### Task goal
Repeat each line of the listing exactly as written.

### Stored data
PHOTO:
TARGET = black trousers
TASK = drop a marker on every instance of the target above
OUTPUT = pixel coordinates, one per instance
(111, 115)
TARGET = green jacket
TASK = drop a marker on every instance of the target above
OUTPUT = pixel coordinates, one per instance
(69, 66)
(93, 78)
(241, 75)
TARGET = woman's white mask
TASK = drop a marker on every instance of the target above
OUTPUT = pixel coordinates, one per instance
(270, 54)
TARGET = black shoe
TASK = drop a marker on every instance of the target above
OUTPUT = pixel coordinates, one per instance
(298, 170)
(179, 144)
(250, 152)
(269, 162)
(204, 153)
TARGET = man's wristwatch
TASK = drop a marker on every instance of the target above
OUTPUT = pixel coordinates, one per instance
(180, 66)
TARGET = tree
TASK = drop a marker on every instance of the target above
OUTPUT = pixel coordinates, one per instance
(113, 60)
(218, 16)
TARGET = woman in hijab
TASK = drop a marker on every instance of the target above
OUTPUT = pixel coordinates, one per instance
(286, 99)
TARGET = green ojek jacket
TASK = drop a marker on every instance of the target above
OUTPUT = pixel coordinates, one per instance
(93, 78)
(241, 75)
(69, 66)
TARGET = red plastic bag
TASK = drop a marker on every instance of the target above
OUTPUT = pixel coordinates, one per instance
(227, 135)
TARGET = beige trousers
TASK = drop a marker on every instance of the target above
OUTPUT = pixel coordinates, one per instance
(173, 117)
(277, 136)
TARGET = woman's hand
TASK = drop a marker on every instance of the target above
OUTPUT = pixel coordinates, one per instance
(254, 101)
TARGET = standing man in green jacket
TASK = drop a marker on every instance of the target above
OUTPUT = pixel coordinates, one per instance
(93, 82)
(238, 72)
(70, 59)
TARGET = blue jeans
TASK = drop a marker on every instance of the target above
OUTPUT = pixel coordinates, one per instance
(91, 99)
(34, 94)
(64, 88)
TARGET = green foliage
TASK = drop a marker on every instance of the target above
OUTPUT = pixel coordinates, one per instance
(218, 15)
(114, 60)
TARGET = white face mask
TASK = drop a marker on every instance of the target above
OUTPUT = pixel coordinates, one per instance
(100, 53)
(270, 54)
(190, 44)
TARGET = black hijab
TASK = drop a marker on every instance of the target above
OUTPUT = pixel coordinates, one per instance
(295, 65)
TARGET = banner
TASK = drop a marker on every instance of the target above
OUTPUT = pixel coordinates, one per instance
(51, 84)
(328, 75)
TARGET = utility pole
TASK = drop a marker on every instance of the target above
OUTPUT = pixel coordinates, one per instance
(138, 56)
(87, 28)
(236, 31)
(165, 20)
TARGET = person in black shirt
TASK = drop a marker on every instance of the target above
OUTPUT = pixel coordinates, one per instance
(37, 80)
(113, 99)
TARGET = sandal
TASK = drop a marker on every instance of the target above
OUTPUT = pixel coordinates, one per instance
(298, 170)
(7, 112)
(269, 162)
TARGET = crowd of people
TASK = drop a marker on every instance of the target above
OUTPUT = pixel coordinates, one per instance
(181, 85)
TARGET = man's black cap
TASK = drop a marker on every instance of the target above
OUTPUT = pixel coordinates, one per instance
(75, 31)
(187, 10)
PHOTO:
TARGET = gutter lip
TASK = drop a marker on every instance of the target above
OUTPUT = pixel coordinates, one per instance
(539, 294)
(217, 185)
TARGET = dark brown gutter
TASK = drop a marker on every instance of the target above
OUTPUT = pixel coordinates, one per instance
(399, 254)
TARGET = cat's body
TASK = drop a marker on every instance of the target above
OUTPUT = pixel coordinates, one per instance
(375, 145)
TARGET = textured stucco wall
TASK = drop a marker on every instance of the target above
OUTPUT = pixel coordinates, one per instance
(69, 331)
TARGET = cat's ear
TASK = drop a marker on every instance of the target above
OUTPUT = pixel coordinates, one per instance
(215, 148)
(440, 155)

### Answer to the exercise
PHOTO:
TARGET = black trousers
TASK = drop a marker on every instance of the target above
OUTPUT = pixel coordinates, one per instance
(111, 115)
TARGET = green jacket
TASK = drop a marker on every instance of the target above
OUTPUT = pixel coordinates, one per instance
(69, 66)
(93, 78)
(241, 75)
TARGET = woman's white mask
TASK = drop a marker on every instance of the target above
OUTPUT = pixel coordinates, one per instance
(270, 54)
TARGET = black shoe
TASK = drop a marker on every instance of the target above
OUTPUT = pixel coordinates, one per instance
(298, 170)
(179, 144)
(250, 152)
(269, 162)
(204, 153)
TARGET = man's wristwatch
TASK = drop a marker on every instance of the target above
OUTPUT = pixel coordinates, one per instance
(180, 66)
TARGET = tree
TASK = drop a marker on every instance of the target above
OUTPUT = pixel coordinates, one per instance
(113, 60)
(218, 16)
TARGET = woman in hijab
TASK = drop a marker on every instance of the target above
OUTPUT = pixel coordinates, one per instance
(286, 99)
TARGET = green ojek jacket
TASK = drop a marker on every instance of the target above
OUTPUT = pixel coordinates, one per instance
(93, 78)
(241, 75)
(69, 66)
TARGET = red plastic bag
TASK = drop a marker on every instance of the target above
OUTPUT = pixel coordinates, one per instance
(227, 135)
TARGET = beige trousers
TASK = drop a marker on every instance of the target above
OUTPUT = pixel coordinates, one per instance
(173, 117)
(277, 136)
TARGET = woman's hand
TASK = drop a marker on every instance of the target above
OUTPUT = pixel coordinates, one per instance
(254, 101)
TARGET = standing man in green jacket
TASK = drop a marker on every instance of the target above
OUTPUT = pixel coordinates, one per instance
(93, 82)
(238, 72)
(70, 59)
TARGET = blue jeans
TASK = drop a marker on every instance of the target above
OUTPUT = pixel coordinates, one per instance
(91, 99)
(34, 94)
(64, 88)
TARGET = green foliage
TASK = drop a marker on every instance of the target above
OUTPUT = pixel coordinates, one per instance
(218, 15)
(114, 60)
TARGET = white face mask
TASK = drop a marker on every instance of the target above
OUTPUT = pixel coordinates, one per instance
(100, 53)
(270, 54)
(190, 44)
TARGET = black hijab
TASK = drop a marker on every instance of the target above
OUTPUT = pixel coordinates, one per instance
(295, 65)
TARGET = banner
TASK = drop a marker on every instance of the target above
OUTPUT = pixel coordinates, one per instance
(51, 84)
(328, 75)
TARGET = utility pole
TASK = drop a marker on every instance of the target above
OUTPUT = pixel coordinates, one per instance
(138, 56)
(87, 28)
(236, 31)
(165, 20)
TARGET = person in black shirt
TASK = drop a marker on every instance of the target above
OUTPUT = pixel coordinates, one per instance
(37, 80)
(113, 99)
TARGET = sandal
TASK = drop a marker on every instance of the target above
OUTPUT = pixel coordinates, one per instance
(298, 170)
(7, 112)
(269, 162)
TARGET = crowd of people
TASK = drop a marker on every instance of the target above
OUTPUT = pixel coordinates, one per instance
(181, 85)
TARGET = man's black cap
TASK = drop a marker on every instance of the target above
OUTPUT = pixel coordinates, one per instance
(75, 31)
(187, 10)
PHOTO:
TARGET = gutter lip
TASK = drop a marker on every instance of the target above
OUTPUT = pixel coordinates, one per instance
(539, 294)
(217, 185)
TARGET = dark brown gutter
TASK = drop a marker on every instance of the target above
OUTPUT = pixel coordinates, one per instance
(399, 254)
TARGET = cat's body
TASK = drop a marker on every instance of the target above
OUTPUT = pixel coordinates, one per instance
(375, 145)
TARGET = textured stucco wall
TASK = drop a marker on every instance of the target above
OUTPUT = pixel coordinates, one per instance
(69, 331)
TARGET = cat's ear
TASK = drop a marker on every instance of the target above
OUTPUT = pixel coordinates, one per instance
(215, 148)
(440, 155)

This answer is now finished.